RECORD EXCERPTS START

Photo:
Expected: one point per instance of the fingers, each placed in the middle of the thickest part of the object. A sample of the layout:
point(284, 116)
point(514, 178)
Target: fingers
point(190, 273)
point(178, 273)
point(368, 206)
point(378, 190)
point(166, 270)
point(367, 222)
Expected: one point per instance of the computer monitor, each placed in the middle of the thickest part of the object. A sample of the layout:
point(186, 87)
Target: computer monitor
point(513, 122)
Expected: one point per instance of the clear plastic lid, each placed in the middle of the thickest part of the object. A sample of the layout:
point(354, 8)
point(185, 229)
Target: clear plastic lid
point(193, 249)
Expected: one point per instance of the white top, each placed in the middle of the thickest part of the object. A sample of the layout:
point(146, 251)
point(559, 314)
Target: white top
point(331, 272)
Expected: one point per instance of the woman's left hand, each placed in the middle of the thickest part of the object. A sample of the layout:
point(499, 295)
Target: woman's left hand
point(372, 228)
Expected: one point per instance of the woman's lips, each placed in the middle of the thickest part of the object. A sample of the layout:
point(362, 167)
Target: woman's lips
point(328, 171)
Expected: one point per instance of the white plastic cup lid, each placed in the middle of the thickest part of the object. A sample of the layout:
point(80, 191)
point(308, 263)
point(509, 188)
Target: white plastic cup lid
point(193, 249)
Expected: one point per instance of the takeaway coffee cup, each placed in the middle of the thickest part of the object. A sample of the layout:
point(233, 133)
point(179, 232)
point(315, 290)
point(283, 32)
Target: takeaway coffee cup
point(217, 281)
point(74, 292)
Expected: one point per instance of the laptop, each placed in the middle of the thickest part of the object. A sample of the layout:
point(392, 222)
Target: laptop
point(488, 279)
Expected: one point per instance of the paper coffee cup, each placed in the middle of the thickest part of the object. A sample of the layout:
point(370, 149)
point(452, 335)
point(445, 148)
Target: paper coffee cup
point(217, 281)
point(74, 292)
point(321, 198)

RECORD EXCERPTS END

- ABOUT THIS EXERCISE: Word for word, restate the lines of the data above that fall between the line holding "Expected: one point per instance of the white top, each" and the line holding "point(80, 191)", inclusive, and no other lines.

- SOLUTION TO THE EXERCISE:
Expected: one point per instance of the white top, each placed in the middle of the thickest part of the object. A sample of the layout:
point(146, 251)
point(559, 314)
Target: white top
point(331, 272)
Expected: one point per instance of the woman's left hand, each placed in the middle of the thickest part of the object. A sample of the layout:
point(499, 295)
Target: woman's left hand
point(372, 228)
Expected: one point per instance of the woman's lips, each placed in the middle of the thickest part of the object. A sample of the layout:
point(362, 167)
Target: woman's lips
point(328, 171)
Expected: one point per instance of the white plastic cup lid, each placed in the middle of the thickest part of the object. A sample of the layout:
point(80, 191)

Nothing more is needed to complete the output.